Action item: Once you reach the line containing "of the cloud;", write out that line and every remaining line of the records exactly.

Records:

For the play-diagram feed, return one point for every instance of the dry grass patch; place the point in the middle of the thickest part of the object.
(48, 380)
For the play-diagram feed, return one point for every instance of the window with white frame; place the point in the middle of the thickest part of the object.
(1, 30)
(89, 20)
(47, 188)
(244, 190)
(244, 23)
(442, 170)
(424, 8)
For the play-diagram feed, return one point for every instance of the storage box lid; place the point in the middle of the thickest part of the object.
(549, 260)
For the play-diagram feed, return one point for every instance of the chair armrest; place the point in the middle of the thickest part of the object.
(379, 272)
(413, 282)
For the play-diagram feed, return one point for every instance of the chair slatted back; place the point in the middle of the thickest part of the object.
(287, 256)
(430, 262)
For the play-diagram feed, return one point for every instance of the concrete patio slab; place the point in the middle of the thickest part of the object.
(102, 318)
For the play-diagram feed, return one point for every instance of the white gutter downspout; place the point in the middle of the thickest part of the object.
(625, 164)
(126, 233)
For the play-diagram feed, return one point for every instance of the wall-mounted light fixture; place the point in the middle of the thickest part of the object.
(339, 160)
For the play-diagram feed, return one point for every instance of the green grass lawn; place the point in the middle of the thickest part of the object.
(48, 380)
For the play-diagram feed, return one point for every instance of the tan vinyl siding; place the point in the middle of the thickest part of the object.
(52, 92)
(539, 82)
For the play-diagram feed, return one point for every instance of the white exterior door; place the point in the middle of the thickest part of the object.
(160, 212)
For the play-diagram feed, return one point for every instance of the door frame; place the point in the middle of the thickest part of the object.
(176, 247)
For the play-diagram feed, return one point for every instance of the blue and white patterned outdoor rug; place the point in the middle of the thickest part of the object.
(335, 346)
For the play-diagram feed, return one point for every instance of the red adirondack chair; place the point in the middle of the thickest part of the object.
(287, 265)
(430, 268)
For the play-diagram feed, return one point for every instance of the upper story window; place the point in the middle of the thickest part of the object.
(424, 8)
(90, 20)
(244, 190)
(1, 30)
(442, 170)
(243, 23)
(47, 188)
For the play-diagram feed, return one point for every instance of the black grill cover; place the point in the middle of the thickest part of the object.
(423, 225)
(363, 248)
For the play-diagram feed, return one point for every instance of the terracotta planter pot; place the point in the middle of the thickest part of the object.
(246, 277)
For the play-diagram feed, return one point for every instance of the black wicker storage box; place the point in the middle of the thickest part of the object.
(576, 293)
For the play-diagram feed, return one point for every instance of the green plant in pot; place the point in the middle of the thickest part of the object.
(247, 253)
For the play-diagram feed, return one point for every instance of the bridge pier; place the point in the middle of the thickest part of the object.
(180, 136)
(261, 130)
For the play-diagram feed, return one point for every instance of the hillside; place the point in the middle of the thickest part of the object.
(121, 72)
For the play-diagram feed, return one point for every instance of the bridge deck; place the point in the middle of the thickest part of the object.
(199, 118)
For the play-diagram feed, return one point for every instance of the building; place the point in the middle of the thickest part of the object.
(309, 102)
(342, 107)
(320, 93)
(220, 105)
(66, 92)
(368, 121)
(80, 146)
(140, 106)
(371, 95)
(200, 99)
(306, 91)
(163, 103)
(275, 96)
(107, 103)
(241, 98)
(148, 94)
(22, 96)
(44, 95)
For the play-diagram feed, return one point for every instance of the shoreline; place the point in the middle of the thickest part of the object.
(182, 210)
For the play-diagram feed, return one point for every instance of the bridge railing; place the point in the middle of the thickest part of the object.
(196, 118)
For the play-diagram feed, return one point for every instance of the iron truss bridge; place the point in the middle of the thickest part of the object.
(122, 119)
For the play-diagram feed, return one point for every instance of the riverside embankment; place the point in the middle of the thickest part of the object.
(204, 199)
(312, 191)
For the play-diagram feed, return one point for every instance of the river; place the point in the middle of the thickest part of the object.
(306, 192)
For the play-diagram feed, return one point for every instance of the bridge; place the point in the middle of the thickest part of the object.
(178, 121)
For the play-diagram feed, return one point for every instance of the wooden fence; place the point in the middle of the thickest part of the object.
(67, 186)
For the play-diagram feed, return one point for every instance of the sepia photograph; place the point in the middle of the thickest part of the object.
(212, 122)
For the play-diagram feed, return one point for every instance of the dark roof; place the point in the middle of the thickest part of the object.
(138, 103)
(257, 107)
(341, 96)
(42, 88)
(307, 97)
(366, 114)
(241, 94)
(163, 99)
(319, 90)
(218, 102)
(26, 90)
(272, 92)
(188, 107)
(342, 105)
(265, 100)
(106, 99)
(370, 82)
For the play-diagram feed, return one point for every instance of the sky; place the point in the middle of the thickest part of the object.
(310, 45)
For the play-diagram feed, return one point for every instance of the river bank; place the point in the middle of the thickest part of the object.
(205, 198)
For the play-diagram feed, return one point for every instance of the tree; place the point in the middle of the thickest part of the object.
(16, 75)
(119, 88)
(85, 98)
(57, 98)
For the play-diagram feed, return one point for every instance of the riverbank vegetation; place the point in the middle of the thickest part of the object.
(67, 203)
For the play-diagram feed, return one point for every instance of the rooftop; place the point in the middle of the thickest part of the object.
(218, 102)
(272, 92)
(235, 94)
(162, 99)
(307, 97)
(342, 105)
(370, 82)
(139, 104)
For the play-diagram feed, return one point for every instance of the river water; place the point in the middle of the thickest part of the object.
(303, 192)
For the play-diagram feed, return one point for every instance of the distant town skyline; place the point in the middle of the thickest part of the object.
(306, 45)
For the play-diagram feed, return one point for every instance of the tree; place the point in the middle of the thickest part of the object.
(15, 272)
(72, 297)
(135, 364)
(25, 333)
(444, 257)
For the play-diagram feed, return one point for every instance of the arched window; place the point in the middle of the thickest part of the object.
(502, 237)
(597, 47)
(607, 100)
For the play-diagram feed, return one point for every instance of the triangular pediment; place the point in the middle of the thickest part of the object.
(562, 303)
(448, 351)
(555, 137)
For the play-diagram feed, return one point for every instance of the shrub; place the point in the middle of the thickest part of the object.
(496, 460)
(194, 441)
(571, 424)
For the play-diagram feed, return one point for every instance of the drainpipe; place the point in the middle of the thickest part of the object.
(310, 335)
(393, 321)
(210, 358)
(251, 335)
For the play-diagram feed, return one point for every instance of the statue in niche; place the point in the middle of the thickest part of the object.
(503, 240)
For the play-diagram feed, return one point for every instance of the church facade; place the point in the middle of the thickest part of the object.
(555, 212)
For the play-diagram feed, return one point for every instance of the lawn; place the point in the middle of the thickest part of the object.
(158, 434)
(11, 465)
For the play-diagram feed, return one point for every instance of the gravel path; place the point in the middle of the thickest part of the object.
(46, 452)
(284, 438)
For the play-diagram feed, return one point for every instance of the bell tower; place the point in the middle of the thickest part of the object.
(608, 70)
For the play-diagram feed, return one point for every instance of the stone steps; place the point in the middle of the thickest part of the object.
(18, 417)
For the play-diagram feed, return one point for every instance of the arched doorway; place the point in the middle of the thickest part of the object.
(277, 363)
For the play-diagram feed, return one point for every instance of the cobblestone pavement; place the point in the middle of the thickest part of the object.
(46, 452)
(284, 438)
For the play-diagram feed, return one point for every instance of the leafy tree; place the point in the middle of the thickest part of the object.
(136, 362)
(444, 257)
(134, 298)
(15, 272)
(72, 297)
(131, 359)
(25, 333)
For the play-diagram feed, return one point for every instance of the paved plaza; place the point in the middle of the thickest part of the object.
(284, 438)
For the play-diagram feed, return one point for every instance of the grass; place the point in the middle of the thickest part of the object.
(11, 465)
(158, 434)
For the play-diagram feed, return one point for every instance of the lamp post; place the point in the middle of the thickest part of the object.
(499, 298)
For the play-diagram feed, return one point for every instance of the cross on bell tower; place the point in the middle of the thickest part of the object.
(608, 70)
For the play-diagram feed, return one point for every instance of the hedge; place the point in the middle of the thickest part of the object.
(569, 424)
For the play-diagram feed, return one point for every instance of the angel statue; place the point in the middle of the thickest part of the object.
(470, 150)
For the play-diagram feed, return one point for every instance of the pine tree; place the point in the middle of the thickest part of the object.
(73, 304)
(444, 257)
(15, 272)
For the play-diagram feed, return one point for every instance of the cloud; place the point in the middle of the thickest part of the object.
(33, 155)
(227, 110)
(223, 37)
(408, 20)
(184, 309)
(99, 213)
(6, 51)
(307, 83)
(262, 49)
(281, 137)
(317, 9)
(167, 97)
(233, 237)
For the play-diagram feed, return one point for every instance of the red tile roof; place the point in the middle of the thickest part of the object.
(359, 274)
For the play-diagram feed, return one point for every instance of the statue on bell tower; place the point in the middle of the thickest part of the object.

Output of the task:
For the play-diagram feed, return one point for every instance of the cloud; place the point in the middle of the thickest part of the object.
(33, 155)
(227, 110)
(223, 37)
(408, 20)
(184, 309)
(99, 213)
(6, 51)
(307, 83)
(262, 49)
(281, 137)
(317, 9)
(167, 97)
(233, 237)
For the play-diagram feed, return one point for every instance of the red tile roof; place the point in the middle of the thickest part of the object.
(359, 274)
For the play-diagram feed, return one point for every instance of the statue on bell tower; place the point in the middle of the thickest part of the object.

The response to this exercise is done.